#### Dataset rows

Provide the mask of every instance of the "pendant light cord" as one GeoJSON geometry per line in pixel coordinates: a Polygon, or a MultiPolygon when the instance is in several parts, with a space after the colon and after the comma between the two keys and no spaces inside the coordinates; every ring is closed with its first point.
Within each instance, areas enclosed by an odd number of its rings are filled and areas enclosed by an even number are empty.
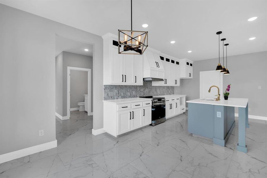
{"type": "Polygon", "coordinates": [[[220,34],[219,34],[219,63],[220,63],[220,34]]]}
{"type": "Polygon", "coordinates": [[[223,41],[223,66],[224,67],[224,41],[223,41]]]}

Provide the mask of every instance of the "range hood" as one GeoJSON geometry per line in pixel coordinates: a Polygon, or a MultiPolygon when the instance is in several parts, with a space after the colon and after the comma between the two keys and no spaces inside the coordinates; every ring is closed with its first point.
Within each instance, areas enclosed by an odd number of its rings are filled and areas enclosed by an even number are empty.
{"type": "Polygon", "coordinates": [[[144,81],[152,81],[152,82],[160,82],[164,81],[162,79],[151,77],[144,78],[143,80],[144,81]]]}

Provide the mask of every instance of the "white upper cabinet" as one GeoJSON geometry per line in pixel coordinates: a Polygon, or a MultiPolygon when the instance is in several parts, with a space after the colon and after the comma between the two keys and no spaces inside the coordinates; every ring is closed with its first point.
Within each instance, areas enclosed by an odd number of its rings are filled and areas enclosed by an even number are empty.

#### Exercise objective
Could you rewrite all of the lines above as a numbered list, skipping the blank ones and leaving the pictures out?

#### Result of the exercise
1. Provide the mask of every instance of the "pendant light cord" as one GeoJSON geometry per line in pixel coordinates: a Polygon, or a MultiPolygon when the instance is in several parts, with a space after the colon and after the comma between the two keys and no spaces inside the coordinates; every ring is closed with its first point.
2. Within each instance, areas enclosed by an odd number of its rings are filled and areas enclosed by an even number are empty.
3. {"type": "Polygon", "coordinates": [[[220,34],[219,34],[219,63],[220,63],[220,34]]]}
4. {"type": "Polygon", "coordinates": [[[223,41],[223,66],[224,67],[224,41],[223,41]]]}
5. Provide the mask of every instance of the "range hood" as one GeoJSON geometry per line in pixel coordinates: a Polygon, or a MultiPolygon when the instance is in several parts, with a space after the colon and after the comma between the two keys and no spaces inside the coordinates; every ring is closed with its first point.
6. Within each instance, areas enclosed by an odd number of its rings are filled and areas enclosed by an even number are empty.
7. {"type": "Polygon", "coordinates": [[[144,81],[152,81],[152,82],[160,82],[164,81],[162,79],[151,77],[144,78],[143,80],[144,81]]]}
8. Provide the mask of every instance of the "white upper cabinet" as one GeoJSON geometry per line in pixel coordinates: a Polygon, or a MultiPolygon when the instance is in several parts, with a space after the colon and after the comma between the two keys and no spaces inside the coordinates; every ring is closed with its first point.
9. Within each instance, areas enclosed by an odd number of its rings are filled and areas enclosed by an even number are empty.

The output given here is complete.